Every record that follows must be duplicated exactly, with images left out.

--- Start ENTRIES SHOWN ---

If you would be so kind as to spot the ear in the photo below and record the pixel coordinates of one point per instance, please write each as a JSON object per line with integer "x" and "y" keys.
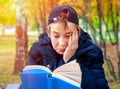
{"x": 48, "y": 31}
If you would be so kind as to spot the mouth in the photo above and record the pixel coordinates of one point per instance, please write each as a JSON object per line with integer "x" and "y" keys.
{"x": 61, "y": 50}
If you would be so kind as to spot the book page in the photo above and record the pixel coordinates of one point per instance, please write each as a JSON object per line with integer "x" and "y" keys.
{"x": 69, "y": 72}
{"x": 37, "y": 67}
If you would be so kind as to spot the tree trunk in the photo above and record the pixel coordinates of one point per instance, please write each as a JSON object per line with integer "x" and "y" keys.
{"x": 21, "y": 45}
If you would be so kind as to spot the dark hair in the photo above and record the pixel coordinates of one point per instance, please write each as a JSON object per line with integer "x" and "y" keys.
{"x": 63, "y": 13}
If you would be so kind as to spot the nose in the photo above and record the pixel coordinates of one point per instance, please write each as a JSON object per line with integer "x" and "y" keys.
{"x": 62, "y": 42}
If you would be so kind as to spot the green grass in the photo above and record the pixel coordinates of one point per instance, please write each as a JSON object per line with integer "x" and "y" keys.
{"x": 7, "y": 59}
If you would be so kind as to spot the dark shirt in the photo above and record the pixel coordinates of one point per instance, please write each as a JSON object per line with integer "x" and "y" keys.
{"x": 88, "y": 55}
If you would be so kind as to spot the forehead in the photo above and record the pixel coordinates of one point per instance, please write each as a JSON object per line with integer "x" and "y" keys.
{"x": 62, "y": 26}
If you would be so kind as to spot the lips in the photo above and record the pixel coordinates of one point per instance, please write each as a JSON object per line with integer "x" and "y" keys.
{"x": 62, "y": 50}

--- End ENTRIES SHOWN ---

— RESPONSE TO THIS TASK —
If you would be so kind as to spot the ear in the photo below and record the pixel coordinates of one point per instance, please write each as a JSON object per line with integer "x" and "y" keys.
{"x": 48, "y": 31}
If you would be so kind as to spot the mouth in the photo above and record the pixel coordinates of one point per instance, please write each as a JSON object per line with integer "x" and "y" keys.
{"x": 61, "y": 50}
If you would be so kind as to spot the book page in the photo above and record the pixel coordinates of one point per instance, please write each as a JSON object per line with integer "x" and "y" keys.
{"x": 69, "y": 72}
{"x": 37, "y": 67}
If you would be so kind as to spot the tree trunk in the photo above and record the pixel coordinates of one point per instance, please write each as a JSON object per line with integer "x" and "y" keys.
{"x": 21, "y": 45}
If you would be so kind as to spot the dark hair in the photo above and record the pixel coordinates of one point per instance, please write each as a JSON object per line with integer "x" and "y" keys.
{"x": 63, "y": 13}
If you would be so kind as to spot the nose in the photo above and record the pixel coordinates of one point per instance, please write each as a JSON object per line with integer "x" and "y" keys.
{"x": 62, "y": 42}
If you would be so kind as to spot the green grass in the photo above and record the pixel coordinates of one point per instance, please write each as a JSON object per line with integer "x" and "y" keys.
{"x": 7, "y": 59}
If you would be so kind as to spot the dark shirt in the photo above and record the pixel coordinates of one point per instance, please write each as a JSON object per line with integer "x" and "y" keys.
{"x": 88, "y": 55}
If you would be so kind as to spot the forehead in the photo above and record the pixel coordinates of one point per instance, please write each as a JSON object per line with integer "x" and "y" keys.
{"x": 62, "y": 26}
If you would be so kind as to spot the lips in the photo above and record the pixel coordinates of one point per instance, please write each as a JSON object per line with integer "x" and "y" keys.
{"x": 62, "y": 50}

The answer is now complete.